### Do this
Which lines in the items below contain the word "that"? Gather each such line and copy it out in full.
====== Supplied records ======
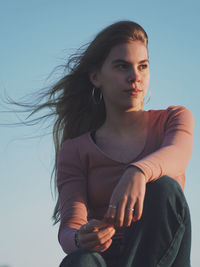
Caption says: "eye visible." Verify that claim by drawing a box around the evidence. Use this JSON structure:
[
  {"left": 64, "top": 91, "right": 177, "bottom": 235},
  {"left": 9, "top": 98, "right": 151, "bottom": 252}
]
[
  {"left": 139, "top": 64, "right": 148, "bottom": 70},
  {"left": 116, "top": 63, "right": 129, "bottom": 70}
]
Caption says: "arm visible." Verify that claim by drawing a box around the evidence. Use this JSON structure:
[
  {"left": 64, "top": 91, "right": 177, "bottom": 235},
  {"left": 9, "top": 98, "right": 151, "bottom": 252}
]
[
  {"left": 105, "top": 106, "right": 194, "bottom": 226},
  {"left": 57, "top": 140, "right": 115, "bottom": 254},
  {"left": 129, "top": 106, "right": 194, "bottom": 188},
  {"left": 57, "top": 140, "right": 87, "bottom": 253}
]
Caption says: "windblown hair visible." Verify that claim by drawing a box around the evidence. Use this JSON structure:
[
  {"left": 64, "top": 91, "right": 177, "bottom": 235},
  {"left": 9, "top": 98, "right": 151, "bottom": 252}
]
[{"left": 30, "top": 21, "right": 148, "bottom": 224}]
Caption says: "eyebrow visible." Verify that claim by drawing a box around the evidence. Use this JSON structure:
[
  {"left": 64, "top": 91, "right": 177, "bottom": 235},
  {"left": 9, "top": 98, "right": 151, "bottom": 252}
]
[{"left": 111, "top": 58, "right": 149, "bottom": 64}]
======
### In response
Caption says: "eye visible." Verify that claim by drawing a box around the evidence. Use this JSON structure:
Caption says: "arm visible." Verify that claim by drawing a box around the evidence. Use this JSON structure:
Caption says: "windblown hair visible." Verify that claim by drawing a box around the evidence. Use this JSON structure:
Caption says: "eyebrow visible." Verify that claim by drawing a box around the evidence. Use this JSON structure:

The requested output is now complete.